» EXERCISE OBJECTIVE: Every record must be retyped exactly as it reads.
....
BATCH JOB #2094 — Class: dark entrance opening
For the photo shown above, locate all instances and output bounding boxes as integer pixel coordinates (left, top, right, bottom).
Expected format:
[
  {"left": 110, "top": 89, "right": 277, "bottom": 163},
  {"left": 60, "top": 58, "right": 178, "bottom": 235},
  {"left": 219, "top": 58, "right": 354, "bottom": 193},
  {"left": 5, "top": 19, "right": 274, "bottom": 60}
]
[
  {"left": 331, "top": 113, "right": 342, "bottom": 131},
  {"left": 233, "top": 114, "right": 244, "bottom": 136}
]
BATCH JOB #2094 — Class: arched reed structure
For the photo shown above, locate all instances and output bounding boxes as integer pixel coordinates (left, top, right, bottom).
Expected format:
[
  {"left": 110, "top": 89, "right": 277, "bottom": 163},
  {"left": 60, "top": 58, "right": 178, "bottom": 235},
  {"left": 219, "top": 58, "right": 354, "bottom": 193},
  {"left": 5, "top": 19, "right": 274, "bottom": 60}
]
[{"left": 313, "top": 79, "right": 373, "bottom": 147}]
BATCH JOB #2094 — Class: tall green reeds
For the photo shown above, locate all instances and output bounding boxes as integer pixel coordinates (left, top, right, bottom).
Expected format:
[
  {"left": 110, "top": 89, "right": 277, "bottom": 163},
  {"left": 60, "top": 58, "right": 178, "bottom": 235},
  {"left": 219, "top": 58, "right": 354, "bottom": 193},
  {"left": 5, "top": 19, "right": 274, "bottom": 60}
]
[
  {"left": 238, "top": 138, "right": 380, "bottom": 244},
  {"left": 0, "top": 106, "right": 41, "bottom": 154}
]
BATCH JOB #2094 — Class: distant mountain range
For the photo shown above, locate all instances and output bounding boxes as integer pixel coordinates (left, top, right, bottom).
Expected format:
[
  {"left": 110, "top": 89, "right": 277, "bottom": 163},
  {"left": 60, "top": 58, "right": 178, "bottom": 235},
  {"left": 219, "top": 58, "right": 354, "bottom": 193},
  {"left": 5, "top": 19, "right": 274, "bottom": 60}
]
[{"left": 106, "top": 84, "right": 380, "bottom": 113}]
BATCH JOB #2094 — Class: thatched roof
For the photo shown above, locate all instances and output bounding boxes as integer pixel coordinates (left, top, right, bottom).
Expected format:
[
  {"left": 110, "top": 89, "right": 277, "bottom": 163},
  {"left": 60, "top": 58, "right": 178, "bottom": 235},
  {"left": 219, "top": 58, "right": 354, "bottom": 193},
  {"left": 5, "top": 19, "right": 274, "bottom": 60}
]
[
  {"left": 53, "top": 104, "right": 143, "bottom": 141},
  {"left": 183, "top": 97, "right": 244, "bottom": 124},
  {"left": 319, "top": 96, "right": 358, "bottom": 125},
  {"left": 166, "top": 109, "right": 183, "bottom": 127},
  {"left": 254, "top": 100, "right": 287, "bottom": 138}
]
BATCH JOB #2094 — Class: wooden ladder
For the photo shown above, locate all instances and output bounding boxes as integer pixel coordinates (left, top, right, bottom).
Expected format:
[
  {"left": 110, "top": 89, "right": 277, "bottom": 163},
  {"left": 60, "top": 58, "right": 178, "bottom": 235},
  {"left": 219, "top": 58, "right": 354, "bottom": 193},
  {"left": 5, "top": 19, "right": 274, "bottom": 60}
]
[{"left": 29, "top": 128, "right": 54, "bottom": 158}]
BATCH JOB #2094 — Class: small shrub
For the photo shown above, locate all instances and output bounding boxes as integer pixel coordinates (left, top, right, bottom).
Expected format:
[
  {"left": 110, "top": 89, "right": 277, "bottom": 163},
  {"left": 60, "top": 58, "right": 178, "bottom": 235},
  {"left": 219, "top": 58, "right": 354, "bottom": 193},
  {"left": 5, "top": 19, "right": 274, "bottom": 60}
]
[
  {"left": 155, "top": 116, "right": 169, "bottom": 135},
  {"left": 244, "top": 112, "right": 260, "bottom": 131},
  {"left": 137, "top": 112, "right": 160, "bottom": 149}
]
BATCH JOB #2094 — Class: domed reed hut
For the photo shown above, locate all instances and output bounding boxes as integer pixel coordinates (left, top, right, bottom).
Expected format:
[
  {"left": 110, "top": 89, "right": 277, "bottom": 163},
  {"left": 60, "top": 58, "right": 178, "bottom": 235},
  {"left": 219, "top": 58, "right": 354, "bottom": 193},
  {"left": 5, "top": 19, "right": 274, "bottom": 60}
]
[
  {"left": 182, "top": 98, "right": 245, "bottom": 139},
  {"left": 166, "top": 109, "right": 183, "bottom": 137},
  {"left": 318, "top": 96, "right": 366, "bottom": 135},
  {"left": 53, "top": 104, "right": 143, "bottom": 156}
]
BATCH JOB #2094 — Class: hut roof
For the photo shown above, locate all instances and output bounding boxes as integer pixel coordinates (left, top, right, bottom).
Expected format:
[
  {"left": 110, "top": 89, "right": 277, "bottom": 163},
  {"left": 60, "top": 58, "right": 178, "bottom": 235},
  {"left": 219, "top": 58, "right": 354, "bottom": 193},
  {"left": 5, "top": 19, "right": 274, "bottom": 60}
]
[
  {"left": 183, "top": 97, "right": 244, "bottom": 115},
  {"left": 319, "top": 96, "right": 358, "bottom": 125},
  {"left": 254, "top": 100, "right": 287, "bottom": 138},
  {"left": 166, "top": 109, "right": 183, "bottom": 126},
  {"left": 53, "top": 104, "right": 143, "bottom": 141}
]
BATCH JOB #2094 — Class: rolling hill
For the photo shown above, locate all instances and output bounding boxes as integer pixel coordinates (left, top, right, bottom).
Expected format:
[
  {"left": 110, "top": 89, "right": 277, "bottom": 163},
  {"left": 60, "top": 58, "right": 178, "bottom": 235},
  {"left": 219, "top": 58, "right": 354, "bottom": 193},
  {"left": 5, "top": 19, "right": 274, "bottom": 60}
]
....
» EXERCISE RESPONSE:
BATCH JOB #2094 — Class: dark entrance opening
For the photo shown above, locate all instances and output bounding boxes as integer pixel coordinates (left, top, right, bottom).
Expected format:
[
  {"left": 110, "top": 89, "right": 277, "bottom": 163},
  {"left": 60, "top": 58, "right": 178, "bottom": 235},
  {"left": 219, "top": 58, "right": 354, "bottom": 193},
  {"left": 5, "top": 19, "right": 274, "bottom": 60}
]
[
  {"left": 331, "top": 113, "right": 342, "bottom": 131},
  {"left": 233, "top": 114, "right": 244, "bottom": 136}
]
BATCH JOB #2094 — Class: arched reed structure
For the photo shown above, locate all instances and output bounding boxes as integer pixel coordinates (left, top, right, bottom).
Expected format:
[
  {"left": 110, "top": 89, "right": 277, "bottom": 163},
  {"left": 60, "top": 58, "right": 178, "bottom": 235},
  {"left": 219, "top": 58, "right": 354, "bottom": 193},
  {"left": 5, "top": 19, "right": 274, "bottom": 60}
]
[{"left": 313, "top": 79, "right": 373, "bottom": 147}]
BATCH JOB #2094 — Class: tall green reeds
For the photo shown above, locate all instances and output bounding boxes as integer pixel coordinates (left, top, right, bottom).
Expected format:
[
  {"left": 110, "top": 89, "right": 277, "bottom": 163},
  {"left": 60, "top": 58, "right": 178, "bottom": 235},
  {"left": 219, "top": 58, "right": 354, "bottom": 193},
  {"left": 5, "top": 19, "right": 274, "bottom": 60}
]
[
  {"left": 238, "top": 138, "right": 380, "bottom": 244},
  {"left": 0, "top": 106, "right": 41, "bottom": 154}
]
BATCH JOB #2094 — Class: distant mountain range
For the photo shown above, locate all instances and output bounding boxes as integer pixel coordinates (left, top, right, bottom).
Expected format:
[
  {"left": 110, "top": 89, "right": 277, "bottom": 163},
  {"left": 60, "top": 58, "right": 178, "bottom": 235},
  {"left": 219, "top": 58, "right": 354, "bottom": 193},
  {"left": 5, "top": 19, "right": 274, "bottom": 60}
]
[{"left": 106, "top": 84, "right": 380, "bottom": 113}]
BATCH JOB #2094 — Class: thatched roof
For the photo shown above, locate all instances and output bounding boxes as integer pixel coordinates (left, top, right, bottom).
Expected format:
[
  {"left": 110, "top": 89, "right": 277, "bottom": 163},
  {"left": 60, "top": 58, "right": 178, "bottom": 235},
  {"left": 219, "top": 58, "right": 354, "bottom": 193},
  {"left": 5, "top": 19, "right": 274, "bottom": 60}
]
[
  {"left": 53, "top": 104, "right": 143, "bottom": 141},
  {"left": 183, "top": 97, "right": 244, "bottom": 124},
  {"left": 319, "top": 96, "right": 358, "bottom": 125},
  {"left": 166, "top": 109, "right": 183, "bottom": 127},
  {"left": 254, "top": 100, "right": 287, "bottom": 138}
]
BATCH JOB #2094 — Class: wooden ladder
For the photo shown above, locate all instances and output bounding boxes as integer pixel coordinates (left, top, right, bottom).
Expected format:
[
  {"left": 110, "top": 89, "right": 277, "bottom": 163},
  {"left": 60, "top": 58, "right": 178, "bottom": 235},
  {"left": 219, "top": 58, "right": 354, "bottom": 193},
  {"left": 5, "top": 19, "right": 274, "bottom": 60}
]
[{"left": 29, "top": 128, "right": 54, "bottom": 158}]
BATCH JOB #2094 — Class: small shrub
For the photo shown above, locate all instances and output bounding boxes as integer pixel coordinates (left, top, right, bottom).
Expected format:
[
  {"left": 110, "top": 89, "right": 277, "bottom": 163},
  {"left": 60, "top": 58, "right": 178, "bottom": 235},
  {"left": 219, "top": 58, "right": 354, "bottom": 193},
  {"left": 5, "top": 19, "right": 274, "bottom": 60}
]
[
  {"left": 155, "top": 116, "right": 169, "bottom": 135},
  {"left": 244, "top": 112, "right": 260, "bottom": 131},
  {"left": 137, "top": 112, "right": 160, "bottom": 149}
]
BATCH JOB #2094 — Class: domed reed hut
For the photo shown above, locate all instances and output bounding boxes as integer pixel coordinates (left, top, right, bottom).
Expected format:
[
  {"left": 110, "top": 89, "right": 277, "bottom": 163},
  {"left": 60, "top": 58, "right": 178, "bottom": 235},
  {"left": 219, "top": 58, "right": 354, "bottom": 193},
  {"left": 5, "top": 19, "right": 274, "bottom": 60}
]
[
  {"left": 182, "top": 98, "right": 245, "bottom": 139},
  {"left": 166, "top": 109, "right": 183, "bottom": 137},
  {"left": 318, "top": 96, "right": 366, "bottom": 135},
  {"left": 53, "top": 104, "right": 143, "bottom": 156}
]
BATCH JOB #2094 — Class: hut roof
For the photo shown above, locate all instances and output bounding boxes as integer pixel coordinates (left, top, right, bottom).
Expected format:
[
  {"left": 110, "top": 89, "right": 277, "bottom": 163},
  {"left": 60, "top": 58, "right": 178, "bottom": 235},
  {"left": 219, "top": 58, "right": 354, "bottom": 193},
  {"left": 5, "top": 19, "right": 274, "bottom": 60}
]
[
  {"left": 183, "top": 97, "right": 244, "bottom": 115},
  {"left": 319, "top": 96, "right": 358, "bottom": 125},
  {"left": 254, "top": 100, "right": 287, "bottom": 138},
  {"left": 166, "top": 109, "right": 183, "bottom": 126},
  {"left": 53, "top": 104, "right": 143, "bottom": 141}
]
BATCH JOB #2094 — Class: rolling hill
For the photo shown above, locate all instances and output bounding boxes as integer pixel coordinates (left, top, right, bottom).
Expected format:
[
  {"left": 110, "top": 89, "right": 277, "bottom": 163},
  {"left": 60, "top": 58, "right": 178, "bottom": 235},
  {"left": 219, "top": 58, "right": 354, "bottom": 193},
  {"left": 5, "top": 19, "right": 274, "bottom": 60}
]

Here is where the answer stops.